### [PROBLEM DESCRIPTION]
In the passage on the Mycobacterium tuberculosis transcriptome, what does the inner circle of the Circos plot show?

### [PROVIDED PASSAGE]
Incomplete transcripts dominate the Mycobacterium tuberculosis transcriptome (Ju et al., Nature 2024)
Mtb transcriptome profiling by SEnd-seq. (A) Circos plot showing the transcriptomic profile of log-phase Mtb cells. Outer circle: gene annotation; middle circle: RNA coverage; inner circle: TSS intensity. Red and blue represent positive and negative strands, respectively. (B) SEnd-seq data track for an example Mtb genomic region showing total RNA coverage (summed from signals on both strands), aligned SEnd-seq reads (red lines: positive-strand RNA; blue lines: negative-strand RNA), and TSSs (sense: orange arrows; antisense: purple arrows). (C) Working model of Mtb transcription showing s-dependent TSS-proximal stalling and translation-stimulated elongation.

(Referring-expression data)
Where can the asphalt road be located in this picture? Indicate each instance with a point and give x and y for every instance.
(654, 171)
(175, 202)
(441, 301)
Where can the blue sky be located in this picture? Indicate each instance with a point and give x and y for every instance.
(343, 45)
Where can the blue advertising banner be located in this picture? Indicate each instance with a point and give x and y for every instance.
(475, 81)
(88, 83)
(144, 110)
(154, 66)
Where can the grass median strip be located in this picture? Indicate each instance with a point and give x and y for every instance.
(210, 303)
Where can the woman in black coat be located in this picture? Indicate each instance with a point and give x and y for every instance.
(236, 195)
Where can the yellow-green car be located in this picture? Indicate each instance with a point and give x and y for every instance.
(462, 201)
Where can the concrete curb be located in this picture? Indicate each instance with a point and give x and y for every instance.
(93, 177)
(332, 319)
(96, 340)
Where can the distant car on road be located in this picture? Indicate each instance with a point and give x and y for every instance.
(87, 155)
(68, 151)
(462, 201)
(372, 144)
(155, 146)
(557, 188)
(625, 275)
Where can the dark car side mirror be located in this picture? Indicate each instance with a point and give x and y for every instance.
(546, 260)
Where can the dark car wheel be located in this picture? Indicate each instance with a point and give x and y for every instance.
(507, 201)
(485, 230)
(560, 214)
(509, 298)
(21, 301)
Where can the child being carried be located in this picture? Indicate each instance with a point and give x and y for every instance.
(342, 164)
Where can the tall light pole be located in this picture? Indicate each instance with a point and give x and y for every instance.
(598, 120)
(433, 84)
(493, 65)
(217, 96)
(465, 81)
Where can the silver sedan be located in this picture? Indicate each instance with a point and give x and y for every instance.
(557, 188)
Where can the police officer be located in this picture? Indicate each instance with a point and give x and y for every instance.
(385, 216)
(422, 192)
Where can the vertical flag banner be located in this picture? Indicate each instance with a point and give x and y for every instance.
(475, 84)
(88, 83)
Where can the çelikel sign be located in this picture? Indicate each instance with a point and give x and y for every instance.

### [FINISHED TASK]
TSS intensity.